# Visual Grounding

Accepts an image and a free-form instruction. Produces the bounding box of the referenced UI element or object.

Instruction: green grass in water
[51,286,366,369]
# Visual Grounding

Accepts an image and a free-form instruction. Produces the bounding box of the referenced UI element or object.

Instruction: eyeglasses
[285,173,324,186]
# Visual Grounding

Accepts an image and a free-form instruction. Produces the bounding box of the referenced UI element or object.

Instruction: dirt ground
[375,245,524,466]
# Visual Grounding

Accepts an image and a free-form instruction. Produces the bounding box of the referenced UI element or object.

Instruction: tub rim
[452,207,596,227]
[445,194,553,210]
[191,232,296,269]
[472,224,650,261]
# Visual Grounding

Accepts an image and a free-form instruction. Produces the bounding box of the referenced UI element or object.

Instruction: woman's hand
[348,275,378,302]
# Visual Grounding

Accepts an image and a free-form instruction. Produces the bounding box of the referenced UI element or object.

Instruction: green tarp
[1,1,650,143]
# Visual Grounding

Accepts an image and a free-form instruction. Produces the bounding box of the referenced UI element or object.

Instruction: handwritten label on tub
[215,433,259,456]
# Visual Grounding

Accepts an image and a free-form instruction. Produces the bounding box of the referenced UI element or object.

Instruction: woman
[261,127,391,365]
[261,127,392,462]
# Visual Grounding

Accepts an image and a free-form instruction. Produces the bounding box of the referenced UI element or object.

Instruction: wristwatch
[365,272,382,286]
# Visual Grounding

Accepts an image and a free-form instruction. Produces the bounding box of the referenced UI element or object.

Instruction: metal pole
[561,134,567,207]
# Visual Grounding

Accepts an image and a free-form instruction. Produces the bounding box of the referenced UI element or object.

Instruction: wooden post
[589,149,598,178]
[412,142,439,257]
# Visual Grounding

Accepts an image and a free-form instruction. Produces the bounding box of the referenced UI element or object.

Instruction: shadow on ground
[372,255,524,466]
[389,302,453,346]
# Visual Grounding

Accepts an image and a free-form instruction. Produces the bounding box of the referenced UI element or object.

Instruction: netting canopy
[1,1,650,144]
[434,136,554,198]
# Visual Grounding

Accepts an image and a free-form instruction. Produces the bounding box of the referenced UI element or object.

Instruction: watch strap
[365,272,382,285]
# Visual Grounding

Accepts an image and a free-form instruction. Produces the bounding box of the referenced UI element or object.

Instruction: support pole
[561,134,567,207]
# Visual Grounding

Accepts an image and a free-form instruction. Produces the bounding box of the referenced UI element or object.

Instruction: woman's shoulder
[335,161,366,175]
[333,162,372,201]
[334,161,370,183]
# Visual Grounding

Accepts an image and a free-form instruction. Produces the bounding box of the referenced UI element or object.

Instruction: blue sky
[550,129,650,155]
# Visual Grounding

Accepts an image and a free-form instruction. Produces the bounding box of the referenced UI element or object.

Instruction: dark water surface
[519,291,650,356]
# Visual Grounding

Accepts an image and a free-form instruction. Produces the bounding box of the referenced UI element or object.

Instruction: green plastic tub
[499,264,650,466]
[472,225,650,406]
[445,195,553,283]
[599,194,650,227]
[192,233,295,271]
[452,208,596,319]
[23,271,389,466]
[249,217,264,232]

==========

#### Problem to work on
The response should consist of all the entries, transcribed exactly.

#### Response to this exercise
# Visual Grounding

Accepts an image and a free-form instruction. Produces the bounding box of the referenced UI element or object.

Instruction: green grass in water
[51,286,366,369]
# Visual Grounding

Accepts an image and a free-form instruction. Produces the bounding box of the referenced UI element or object.

Instruction: eyeglasses
[285,173,324,186]
# Visual Grounding

Accepts an image and a free-form instruction. Produces the bounding box of the referenced UI element or object.

Instruction: dirt ground
[375,245,524,466]
# Visual Grounding

Accepts an image and a free-form instruction. Produces the bounding box of the referenced UI element or object.

Instruction: tub rim
[452,207,596,227]
[445,194,553,210]
[191,232,296,269]
[472,224,650,261]
# Visual Grounding

Accepts an image and a free-form instruction. Produces the bounding box of the referenced UI element or object.

Instruction: woman's hand
[348,275,378,302]
# Visual Grounding

Accepts an image and a free-form instruction. Produces the bounding box of the referenced UI element or object.

Instruction: green tarp
[1,1,650,143]
# Visual Grounding

Accepts an image and a free-form instruction. Produces the bounding box of the referenced UI element or object.

Instruction: handwritten label on tub
[215,433,259,456]
# Visual Grounding

Accepts an image and a free-form instruction. Produces the bounding box of the referenced UI element or object.

Instruction: woman
[261,127,391,365]
[261,127,392,462]
# Visual Grounding

Accepts an image and a free-form instruction. Produces the bounding box of the referenced UI element or object.

Instruction: wristwatch
[365,272,382,286]
# Visual Grounding

Accepts an image and a free-form instruction. Produces the bounding box of the referenced UI element or object.

Instruction: metal pole
[561,134,567,207]
# Visual Grounding

Accepts an image and a free-form instruction. Produces the bounding box of the referenced UI element or object.

Instruction: wooden post
[589,149,598,178]
[412,142,439,257]
# Visual Grounding

Accepts an image and a free-form instruction. Produces the bounding box of the referenced UI element or object.

Instruction: shadow on ground
[372,255,524,466]
[389,302,453,346]
# Visual Grounding

Accepts an image and a free-form instruction. Produces the bounding box of the referenced UI element or object.

Instruction: netting canopy
[1,1,650,144]
[434,136,554,198]
# Visual Grounding

Accepts an image and a free-form instruction. Produces the bounding box of the referenced UI element or object.

Instruction: watch strap
[365,272,382,285]
# Visual Grounding

Accepts an image and a free-form instruction. Produces the bounding box of the referenced UI element or object.

Instruction: support pole
[561,134,567,207]
# Visual Grounding

Accepts an image and a free-form instruction. Produces the bounding box of the referenced UI element or object.

Instruction: woman's shoulder
[335,161,366,175]
[333,162,372,201]
[334,161,370,183]
# Visual Grounding

Accepts an image and a free-form instruction. Produces the bounding box of the referenced UI element or object.

Instruction: blue sky
[550,129,650,155]
# Visual Grounding

Accepts an image and a free-form instruction. Produces the bounding box of the referenced UI element or object.

Instruction: dark water surface
[519,291,650,356]
# Visual Grounding

Accepts an image and a free-form instruction. Produces the bounding box of the referenced UI element or object.

Instruction: green plastic tub
[499,264,650,466]
[472,225,650,406]
[445,195,553,283]
[599,194,650,227]
[192,233,295,271]
[452,208,596,319]
[23,271,389,466]
[249,217,264,232]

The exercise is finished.